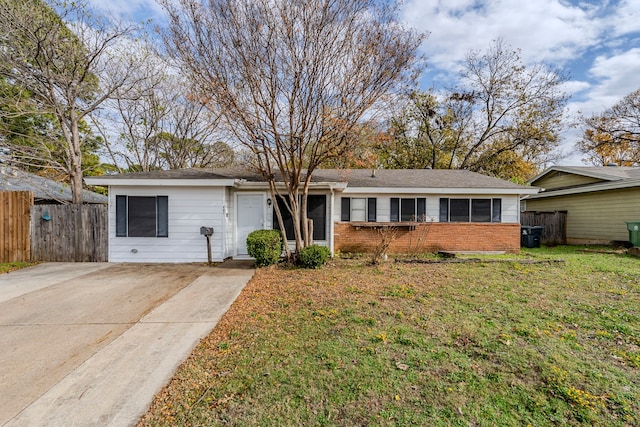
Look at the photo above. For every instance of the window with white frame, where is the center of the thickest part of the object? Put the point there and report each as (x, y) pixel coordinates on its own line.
(408, 209)
(470, 210)
(142, 216)
(358, 209)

..............................

=== TASK OBJECTIVE ===
Change "white frame" to "wooden frame" in the lines above and keep everything else identical. Leave the pictures out of your version.

=== EXPECTED ANSWER ===
Look at the photo above. For every instance of the window with wooden frame, where is the center of the thickest part of the object? Put the point there and report each as (x, y) pixel coordinates on its own line.
(408, 209)
(470, 210)
(142, 216)
(358, 209)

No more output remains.